── Records provided ──

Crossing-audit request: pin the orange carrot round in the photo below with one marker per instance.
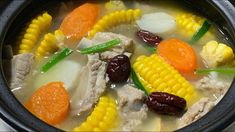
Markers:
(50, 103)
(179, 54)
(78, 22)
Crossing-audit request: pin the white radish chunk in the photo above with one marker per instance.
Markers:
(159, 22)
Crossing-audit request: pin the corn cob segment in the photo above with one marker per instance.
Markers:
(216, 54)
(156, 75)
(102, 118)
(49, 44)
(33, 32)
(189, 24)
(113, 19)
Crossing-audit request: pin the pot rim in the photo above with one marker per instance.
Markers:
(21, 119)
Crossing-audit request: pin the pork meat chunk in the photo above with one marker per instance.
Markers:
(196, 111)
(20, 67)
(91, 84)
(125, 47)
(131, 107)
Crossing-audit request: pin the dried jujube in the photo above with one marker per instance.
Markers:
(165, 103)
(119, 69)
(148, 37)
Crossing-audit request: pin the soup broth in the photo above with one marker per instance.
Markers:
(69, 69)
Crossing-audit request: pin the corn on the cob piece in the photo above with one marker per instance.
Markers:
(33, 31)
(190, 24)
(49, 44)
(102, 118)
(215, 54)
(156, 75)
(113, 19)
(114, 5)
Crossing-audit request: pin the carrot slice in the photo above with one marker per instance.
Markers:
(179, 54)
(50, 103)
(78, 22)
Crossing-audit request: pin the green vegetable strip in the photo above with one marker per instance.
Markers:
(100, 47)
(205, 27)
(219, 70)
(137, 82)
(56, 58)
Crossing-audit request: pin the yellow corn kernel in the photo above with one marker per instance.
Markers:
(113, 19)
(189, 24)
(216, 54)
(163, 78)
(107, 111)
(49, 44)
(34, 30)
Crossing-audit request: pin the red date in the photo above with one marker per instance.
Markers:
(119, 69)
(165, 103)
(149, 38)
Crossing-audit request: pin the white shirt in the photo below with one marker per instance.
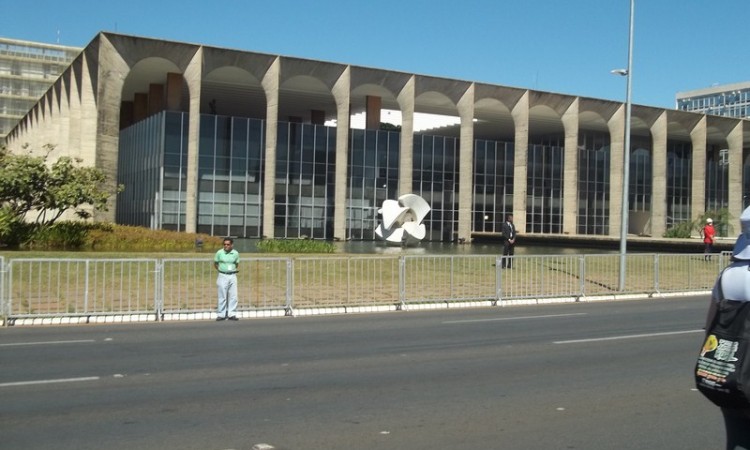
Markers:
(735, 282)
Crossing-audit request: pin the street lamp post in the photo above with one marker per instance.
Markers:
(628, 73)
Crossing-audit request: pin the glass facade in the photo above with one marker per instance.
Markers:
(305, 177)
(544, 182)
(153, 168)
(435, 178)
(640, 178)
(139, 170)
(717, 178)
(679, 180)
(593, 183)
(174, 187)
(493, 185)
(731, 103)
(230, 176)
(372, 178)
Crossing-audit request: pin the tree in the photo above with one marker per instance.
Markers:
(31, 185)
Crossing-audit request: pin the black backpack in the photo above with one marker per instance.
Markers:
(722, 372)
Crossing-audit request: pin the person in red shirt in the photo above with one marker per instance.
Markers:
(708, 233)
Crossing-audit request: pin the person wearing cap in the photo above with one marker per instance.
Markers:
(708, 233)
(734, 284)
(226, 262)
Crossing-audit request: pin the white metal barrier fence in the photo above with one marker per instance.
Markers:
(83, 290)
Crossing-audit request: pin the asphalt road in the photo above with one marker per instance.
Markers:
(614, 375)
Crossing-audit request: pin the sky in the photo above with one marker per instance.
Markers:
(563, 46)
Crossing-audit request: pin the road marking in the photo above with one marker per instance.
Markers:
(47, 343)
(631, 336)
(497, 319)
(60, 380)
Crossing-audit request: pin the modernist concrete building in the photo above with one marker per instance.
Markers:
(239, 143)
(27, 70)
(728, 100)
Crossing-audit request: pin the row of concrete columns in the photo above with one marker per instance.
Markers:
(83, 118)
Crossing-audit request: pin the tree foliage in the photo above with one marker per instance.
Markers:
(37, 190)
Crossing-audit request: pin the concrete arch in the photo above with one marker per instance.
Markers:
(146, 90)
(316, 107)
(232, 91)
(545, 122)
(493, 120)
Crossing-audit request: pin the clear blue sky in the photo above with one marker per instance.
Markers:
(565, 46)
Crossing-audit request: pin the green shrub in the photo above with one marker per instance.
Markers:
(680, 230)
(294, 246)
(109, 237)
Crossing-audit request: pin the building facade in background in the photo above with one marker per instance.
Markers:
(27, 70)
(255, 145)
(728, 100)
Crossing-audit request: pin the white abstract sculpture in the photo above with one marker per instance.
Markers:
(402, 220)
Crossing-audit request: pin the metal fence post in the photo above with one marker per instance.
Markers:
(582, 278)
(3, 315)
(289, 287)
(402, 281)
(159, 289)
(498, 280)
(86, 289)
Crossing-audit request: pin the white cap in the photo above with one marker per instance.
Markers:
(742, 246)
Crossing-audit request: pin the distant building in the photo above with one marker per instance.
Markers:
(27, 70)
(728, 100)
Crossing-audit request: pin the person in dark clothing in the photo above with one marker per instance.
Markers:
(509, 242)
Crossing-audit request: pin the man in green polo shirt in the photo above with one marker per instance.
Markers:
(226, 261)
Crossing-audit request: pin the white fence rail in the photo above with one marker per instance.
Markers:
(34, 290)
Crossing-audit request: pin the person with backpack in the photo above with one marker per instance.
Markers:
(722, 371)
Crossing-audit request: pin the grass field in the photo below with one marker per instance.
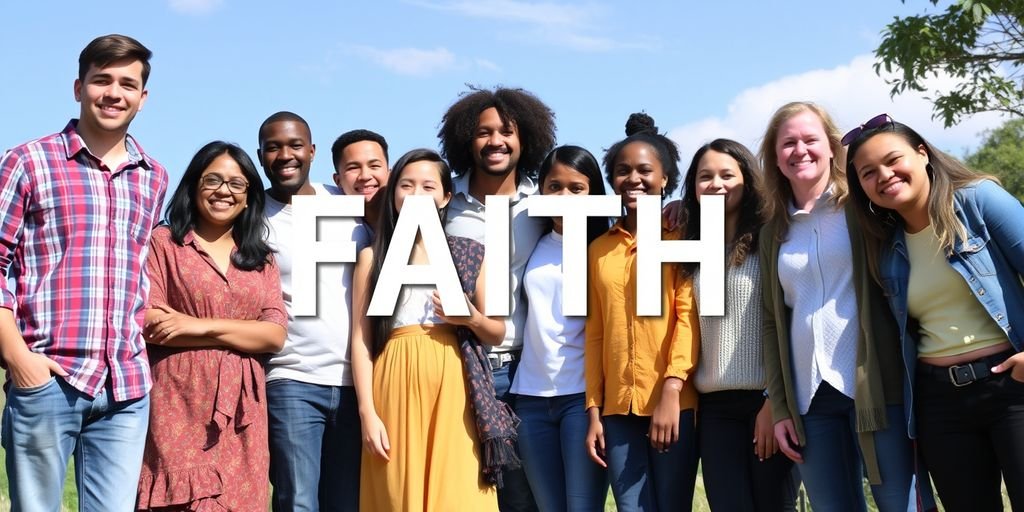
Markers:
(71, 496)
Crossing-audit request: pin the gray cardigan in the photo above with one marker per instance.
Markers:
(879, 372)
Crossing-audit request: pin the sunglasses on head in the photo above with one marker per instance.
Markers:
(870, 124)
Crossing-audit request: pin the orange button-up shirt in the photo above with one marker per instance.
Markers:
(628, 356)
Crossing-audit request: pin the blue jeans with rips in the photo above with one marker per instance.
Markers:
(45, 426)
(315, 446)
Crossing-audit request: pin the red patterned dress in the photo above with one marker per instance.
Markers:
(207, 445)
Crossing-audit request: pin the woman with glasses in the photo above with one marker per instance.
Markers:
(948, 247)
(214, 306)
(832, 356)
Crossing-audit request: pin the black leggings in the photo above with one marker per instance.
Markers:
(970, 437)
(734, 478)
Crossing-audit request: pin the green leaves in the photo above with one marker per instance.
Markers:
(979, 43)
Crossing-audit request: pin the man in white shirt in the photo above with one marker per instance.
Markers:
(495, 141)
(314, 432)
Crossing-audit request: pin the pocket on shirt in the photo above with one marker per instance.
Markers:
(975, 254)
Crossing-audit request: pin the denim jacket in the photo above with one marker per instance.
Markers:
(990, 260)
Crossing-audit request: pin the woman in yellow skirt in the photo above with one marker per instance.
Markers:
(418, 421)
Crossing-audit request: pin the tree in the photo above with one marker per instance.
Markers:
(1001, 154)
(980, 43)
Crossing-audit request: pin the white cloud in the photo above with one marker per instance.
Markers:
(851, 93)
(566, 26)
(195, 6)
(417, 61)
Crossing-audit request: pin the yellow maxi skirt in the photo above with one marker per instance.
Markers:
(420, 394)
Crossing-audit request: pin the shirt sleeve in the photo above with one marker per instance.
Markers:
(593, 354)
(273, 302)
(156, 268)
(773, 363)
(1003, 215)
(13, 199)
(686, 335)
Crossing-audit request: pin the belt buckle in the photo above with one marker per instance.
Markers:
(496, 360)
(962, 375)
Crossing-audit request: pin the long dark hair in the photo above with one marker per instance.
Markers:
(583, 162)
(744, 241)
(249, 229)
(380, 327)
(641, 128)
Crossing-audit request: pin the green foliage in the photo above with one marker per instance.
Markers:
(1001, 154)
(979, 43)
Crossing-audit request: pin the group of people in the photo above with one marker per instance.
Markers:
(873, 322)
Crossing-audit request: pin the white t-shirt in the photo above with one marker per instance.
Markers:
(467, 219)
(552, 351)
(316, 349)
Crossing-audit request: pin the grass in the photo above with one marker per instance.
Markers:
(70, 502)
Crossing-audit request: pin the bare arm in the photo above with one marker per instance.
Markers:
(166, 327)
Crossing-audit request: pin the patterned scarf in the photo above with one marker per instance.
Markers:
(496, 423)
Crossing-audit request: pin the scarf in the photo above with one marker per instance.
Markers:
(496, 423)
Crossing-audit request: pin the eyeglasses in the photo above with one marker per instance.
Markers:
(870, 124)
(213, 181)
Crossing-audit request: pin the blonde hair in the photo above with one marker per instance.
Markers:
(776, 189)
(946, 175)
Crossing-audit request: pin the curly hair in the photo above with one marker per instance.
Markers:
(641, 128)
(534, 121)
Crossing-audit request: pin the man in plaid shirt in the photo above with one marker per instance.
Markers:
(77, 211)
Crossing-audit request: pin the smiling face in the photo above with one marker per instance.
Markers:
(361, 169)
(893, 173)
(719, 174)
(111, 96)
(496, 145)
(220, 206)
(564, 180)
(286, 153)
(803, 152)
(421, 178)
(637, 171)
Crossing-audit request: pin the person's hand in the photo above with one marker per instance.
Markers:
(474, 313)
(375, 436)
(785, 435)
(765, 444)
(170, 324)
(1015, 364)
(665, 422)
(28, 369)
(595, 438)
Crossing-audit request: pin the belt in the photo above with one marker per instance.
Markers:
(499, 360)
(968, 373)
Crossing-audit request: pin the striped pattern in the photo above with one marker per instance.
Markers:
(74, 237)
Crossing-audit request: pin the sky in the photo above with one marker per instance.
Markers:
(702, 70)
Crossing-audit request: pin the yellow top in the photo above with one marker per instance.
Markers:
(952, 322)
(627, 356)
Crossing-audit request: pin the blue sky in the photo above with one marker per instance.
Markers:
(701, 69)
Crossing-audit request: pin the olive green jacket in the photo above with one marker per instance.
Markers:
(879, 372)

───

Instructions for the task:
Write out exactly the lines starting with the one that holds "Crossing-audit request: pin the smiling" and running through the last line above.

Exercise response:
Crossing-audit request: pin the smiling face in the photo above with one marker per instance.
Markers:
(361, 169)
(893, 173)
(719, 174)
(111, 96)
(496, 145)
(220, 206)
(564, 180)
(286, 153)
(803, 152)
(421, 178)
(637, 171)
Crossing-audit request: pin the person's hand in the photo above with one marker per instance.
Markers:
(474, 313)
(375, 436)
(785, 435)
(765, 444)
(170, 324)
(1015, 364)
(665, 422)
(28, 369)
(595, 438)
Crossing-audit request: pin the belt in the photo above with one marker per instance.
Markers:
(499, 360)
(968, 373)
Crossing-audit request: pin the striped pattern in the photo above with one marker per instance.
Markers:
(74, 237)
Crossing-audit request: pin the sky in the photo above with one marker per instance.
Markers:
(702, 70)
Crossing-audit request: pin the yellow top in the photo above with one marker per instance.
Markers:
(952, 322)
(627, 356)
Crossing-audit request: pin the blue sky in the photo above with one marker per instance.
Markers:
(701, 69)
Crossing-audit request: pin the olive green jacket in the photo above with one marker per instance.
Markers:
(879, 372)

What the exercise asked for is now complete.